_WORK REQUEST_. Return each line of the listing below that contains the string "positive", copying every such line in full.

Stored dataset items
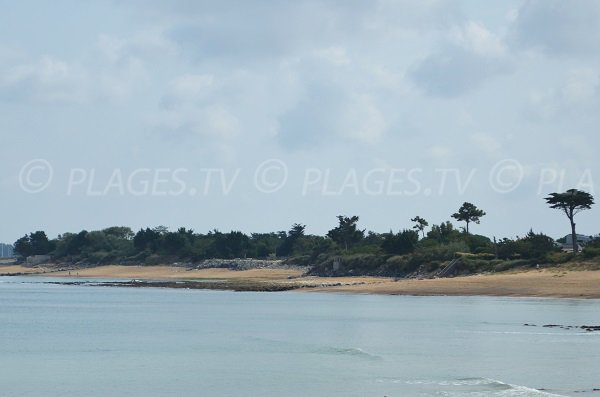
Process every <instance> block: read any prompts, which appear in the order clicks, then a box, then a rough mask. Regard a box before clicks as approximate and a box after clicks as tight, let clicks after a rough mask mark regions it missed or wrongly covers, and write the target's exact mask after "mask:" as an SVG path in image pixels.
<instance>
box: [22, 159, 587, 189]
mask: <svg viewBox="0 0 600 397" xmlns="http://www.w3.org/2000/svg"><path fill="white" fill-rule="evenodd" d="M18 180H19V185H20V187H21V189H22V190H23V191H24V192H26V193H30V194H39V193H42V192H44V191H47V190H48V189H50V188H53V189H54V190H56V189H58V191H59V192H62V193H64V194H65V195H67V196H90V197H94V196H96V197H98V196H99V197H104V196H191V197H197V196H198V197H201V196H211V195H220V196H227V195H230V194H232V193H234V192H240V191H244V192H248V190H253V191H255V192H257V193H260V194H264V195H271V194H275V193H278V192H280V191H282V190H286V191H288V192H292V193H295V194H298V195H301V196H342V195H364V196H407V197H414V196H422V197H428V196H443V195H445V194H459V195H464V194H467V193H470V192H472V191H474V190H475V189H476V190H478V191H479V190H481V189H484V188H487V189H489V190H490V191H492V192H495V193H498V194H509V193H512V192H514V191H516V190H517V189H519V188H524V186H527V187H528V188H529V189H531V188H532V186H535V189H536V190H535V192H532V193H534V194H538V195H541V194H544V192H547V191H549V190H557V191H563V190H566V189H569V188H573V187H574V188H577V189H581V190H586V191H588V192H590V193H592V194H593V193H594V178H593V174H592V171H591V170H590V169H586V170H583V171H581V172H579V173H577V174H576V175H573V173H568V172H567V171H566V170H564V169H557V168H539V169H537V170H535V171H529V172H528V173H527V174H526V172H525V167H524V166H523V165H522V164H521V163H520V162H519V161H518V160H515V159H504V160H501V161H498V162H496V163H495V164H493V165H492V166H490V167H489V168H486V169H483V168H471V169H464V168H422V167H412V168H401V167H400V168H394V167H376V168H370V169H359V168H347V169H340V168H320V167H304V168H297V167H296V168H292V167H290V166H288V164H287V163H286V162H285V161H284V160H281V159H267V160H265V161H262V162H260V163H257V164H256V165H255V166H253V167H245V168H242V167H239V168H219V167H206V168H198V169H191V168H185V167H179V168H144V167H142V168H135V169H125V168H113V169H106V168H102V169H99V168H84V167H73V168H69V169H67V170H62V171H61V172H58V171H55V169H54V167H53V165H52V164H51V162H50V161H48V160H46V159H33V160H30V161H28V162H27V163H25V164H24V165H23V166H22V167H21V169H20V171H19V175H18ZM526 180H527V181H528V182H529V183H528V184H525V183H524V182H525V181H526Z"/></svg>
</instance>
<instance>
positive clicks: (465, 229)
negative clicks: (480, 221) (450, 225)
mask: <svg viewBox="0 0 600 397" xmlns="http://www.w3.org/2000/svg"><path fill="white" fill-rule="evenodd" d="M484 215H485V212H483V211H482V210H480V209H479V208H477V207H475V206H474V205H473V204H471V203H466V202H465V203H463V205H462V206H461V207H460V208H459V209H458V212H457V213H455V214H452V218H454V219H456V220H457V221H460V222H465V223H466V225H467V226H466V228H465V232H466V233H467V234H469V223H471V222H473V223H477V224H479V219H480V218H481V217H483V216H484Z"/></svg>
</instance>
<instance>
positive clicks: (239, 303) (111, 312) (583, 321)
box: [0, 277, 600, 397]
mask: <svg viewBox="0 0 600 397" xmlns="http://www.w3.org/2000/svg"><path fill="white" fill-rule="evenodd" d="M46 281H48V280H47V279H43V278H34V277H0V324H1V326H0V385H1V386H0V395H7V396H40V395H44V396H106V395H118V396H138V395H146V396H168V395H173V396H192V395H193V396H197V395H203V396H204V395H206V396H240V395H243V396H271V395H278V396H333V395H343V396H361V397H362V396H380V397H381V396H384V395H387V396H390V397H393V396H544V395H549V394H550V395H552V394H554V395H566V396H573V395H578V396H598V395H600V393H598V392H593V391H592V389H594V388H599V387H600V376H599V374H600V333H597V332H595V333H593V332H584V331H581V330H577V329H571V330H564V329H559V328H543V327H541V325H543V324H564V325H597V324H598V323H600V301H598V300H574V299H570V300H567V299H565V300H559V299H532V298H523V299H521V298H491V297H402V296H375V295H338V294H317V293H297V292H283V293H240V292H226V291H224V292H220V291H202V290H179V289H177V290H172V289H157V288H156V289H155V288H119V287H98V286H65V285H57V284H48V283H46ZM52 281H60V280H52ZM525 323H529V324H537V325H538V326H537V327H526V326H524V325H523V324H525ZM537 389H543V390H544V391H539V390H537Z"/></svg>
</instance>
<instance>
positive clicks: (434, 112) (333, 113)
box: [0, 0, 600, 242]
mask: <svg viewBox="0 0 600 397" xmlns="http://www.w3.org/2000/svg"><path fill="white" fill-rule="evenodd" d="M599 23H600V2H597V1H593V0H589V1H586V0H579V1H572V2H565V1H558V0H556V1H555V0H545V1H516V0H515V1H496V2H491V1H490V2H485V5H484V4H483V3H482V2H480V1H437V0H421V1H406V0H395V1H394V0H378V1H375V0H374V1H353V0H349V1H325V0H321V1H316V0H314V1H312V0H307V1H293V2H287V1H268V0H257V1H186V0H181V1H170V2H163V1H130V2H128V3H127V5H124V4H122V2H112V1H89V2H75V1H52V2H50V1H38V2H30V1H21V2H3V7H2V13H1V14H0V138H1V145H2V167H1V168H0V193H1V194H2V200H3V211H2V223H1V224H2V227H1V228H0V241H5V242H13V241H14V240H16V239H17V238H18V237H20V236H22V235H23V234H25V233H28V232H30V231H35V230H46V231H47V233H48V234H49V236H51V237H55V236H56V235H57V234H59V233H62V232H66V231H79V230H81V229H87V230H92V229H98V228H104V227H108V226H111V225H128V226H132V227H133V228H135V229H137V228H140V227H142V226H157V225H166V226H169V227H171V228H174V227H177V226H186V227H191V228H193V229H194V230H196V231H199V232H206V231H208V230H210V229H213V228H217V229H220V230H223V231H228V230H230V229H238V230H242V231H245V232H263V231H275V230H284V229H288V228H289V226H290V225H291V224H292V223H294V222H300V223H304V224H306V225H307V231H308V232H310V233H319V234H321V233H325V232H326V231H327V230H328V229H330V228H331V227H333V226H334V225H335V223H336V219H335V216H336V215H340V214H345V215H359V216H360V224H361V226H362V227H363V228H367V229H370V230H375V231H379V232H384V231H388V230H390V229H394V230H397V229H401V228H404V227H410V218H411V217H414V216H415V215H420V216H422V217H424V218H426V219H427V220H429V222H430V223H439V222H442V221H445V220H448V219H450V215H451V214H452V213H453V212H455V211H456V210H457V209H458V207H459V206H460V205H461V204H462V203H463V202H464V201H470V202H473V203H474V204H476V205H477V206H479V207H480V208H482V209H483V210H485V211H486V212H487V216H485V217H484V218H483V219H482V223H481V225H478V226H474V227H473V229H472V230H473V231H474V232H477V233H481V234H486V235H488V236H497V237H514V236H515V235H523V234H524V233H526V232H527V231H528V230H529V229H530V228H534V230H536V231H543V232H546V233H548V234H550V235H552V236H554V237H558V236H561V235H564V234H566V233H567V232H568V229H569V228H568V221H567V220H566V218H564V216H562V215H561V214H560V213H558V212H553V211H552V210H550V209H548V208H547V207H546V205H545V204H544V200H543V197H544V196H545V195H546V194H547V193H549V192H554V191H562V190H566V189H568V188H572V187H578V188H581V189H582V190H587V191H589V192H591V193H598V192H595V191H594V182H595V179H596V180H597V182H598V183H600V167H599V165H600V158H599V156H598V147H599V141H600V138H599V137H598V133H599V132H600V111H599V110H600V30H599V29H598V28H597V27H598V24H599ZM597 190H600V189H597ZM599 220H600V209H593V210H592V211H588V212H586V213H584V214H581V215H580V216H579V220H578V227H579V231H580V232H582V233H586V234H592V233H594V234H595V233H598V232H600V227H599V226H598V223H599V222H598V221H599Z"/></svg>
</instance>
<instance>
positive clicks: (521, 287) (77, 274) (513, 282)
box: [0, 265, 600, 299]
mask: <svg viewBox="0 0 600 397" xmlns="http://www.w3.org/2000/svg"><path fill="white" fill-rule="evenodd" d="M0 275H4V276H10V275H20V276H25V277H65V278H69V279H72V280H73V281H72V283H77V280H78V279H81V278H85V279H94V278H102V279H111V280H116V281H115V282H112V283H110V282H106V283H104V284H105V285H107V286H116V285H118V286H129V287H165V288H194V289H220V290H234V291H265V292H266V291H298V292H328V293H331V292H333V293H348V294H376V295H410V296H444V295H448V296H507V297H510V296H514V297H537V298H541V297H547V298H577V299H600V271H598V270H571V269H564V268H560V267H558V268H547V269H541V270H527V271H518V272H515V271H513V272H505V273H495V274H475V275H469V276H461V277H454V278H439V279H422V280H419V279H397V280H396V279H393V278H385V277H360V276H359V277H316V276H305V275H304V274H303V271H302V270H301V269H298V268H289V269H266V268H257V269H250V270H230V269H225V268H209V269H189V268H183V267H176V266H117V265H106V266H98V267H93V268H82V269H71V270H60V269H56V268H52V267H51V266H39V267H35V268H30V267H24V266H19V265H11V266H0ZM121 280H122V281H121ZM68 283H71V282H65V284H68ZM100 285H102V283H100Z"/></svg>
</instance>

_RESPONSE TO THE EXERCISE_.
positive clicks: (465, 229)
positive clicks: (239, 303) (111, 312) (583, 321)
positive clicks: (434, 112) (333, 113)
positive clicks: (521, 287) (77, 274) (513, 282)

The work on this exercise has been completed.